** The data **
———
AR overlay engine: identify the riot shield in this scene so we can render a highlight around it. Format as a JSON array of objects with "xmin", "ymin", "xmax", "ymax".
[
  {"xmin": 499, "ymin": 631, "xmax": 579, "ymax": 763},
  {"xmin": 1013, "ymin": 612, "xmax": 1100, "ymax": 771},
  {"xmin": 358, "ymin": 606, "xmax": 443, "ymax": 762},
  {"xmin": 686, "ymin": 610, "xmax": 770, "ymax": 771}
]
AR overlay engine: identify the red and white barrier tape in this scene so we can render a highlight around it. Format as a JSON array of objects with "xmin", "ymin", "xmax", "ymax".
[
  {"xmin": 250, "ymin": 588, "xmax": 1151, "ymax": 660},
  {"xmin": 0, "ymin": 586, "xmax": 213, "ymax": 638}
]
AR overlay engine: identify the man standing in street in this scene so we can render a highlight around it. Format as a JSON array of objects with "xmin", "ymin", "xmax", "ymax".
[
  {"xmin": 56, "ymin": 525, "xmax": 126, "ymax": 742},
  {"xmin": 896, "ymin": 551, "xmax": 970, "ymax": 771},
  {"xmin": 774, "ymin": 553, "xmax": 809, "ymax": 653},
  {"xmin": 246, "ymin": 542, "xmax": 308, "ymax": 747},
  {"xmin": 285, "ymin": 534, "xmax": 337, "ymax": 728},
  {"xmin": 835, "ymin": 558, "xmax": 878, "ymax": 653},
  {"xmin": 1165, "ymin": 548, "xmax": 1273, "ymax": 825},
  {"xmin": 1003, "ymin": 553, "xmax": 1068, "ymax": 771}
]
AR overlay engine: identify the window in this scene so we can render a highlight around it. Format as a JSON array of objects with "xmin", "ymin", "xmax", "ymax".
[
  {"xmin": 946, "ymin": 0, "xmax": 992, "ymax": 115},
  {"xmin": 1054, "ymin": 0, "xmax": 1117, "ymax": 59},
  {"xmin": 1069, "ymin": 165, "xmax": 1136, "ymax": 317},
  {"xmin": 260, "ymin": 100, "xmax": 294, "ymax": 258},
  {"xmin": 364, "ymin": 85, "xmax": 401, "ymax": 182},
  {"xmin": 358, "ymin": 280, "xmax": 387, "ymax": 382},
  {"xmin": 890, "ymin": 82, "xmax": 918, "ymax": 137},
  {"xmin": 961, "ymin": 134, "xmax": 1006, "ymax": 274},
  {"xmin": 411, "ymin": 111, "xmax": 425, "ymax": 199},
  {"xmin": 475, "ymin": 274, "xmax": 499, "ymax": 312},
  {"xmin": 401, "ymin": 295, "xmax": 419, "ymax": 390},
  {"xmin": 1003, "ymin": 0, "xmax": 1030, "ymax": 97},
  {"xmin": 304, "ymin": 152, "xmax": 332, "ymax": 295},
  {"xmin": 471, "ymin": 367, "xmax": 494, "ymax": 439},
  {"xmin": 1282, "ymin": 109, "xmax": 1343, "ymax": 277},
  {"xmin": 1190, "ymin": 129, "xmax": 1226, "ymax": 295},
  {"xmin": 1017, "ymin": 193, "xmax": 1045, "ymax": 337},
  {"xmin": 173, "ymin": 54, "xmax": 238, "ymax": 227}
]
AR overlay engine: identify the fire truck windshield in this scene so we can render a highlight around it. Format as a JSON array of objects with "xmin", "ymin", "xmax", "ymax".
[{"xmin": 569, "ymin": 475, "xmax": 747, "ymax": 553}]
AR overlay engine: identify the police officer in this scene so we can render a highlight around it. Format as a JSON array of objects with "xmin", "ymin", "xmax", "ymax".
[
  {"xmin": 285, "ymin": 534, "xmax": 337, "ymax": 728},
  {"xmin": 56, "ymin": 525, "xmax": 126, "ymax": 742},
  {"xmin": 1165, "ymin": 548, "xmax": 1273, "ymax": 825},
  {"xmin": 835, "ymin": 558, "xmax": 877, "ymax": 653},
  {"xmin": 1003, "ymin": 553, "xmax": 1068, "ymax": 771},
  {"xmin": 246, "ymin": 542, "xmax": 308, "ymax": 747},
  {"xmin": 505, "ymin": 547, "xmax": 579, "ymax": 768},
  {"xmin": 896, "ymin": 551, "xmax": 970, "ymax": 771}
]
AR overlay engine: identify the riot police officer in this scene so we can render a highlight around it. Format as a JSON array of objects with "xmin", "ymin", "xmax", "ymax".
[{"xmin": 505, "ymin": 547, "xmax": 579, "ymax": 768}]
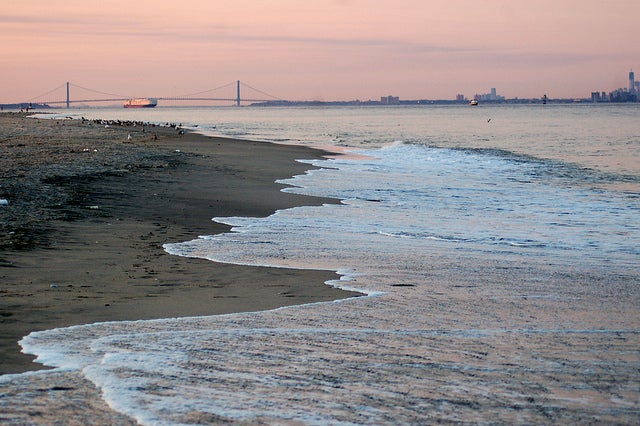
———
** Stated goal **
Pick out each line in the records that contains the string "riot" and copy those lines in full.

** Task result **
AR overlay engine: identify the riot shield in this scene so we can render a highlight around it. Format as a JSON array of objects with "xmin", "ymin", "xmax", "ymax".
AR overlay engine: identify the riot police officer in this scene so we can render a highlight around it. Format as a JSON array of objects with "xmin", "ymin", "xmax", "ymax".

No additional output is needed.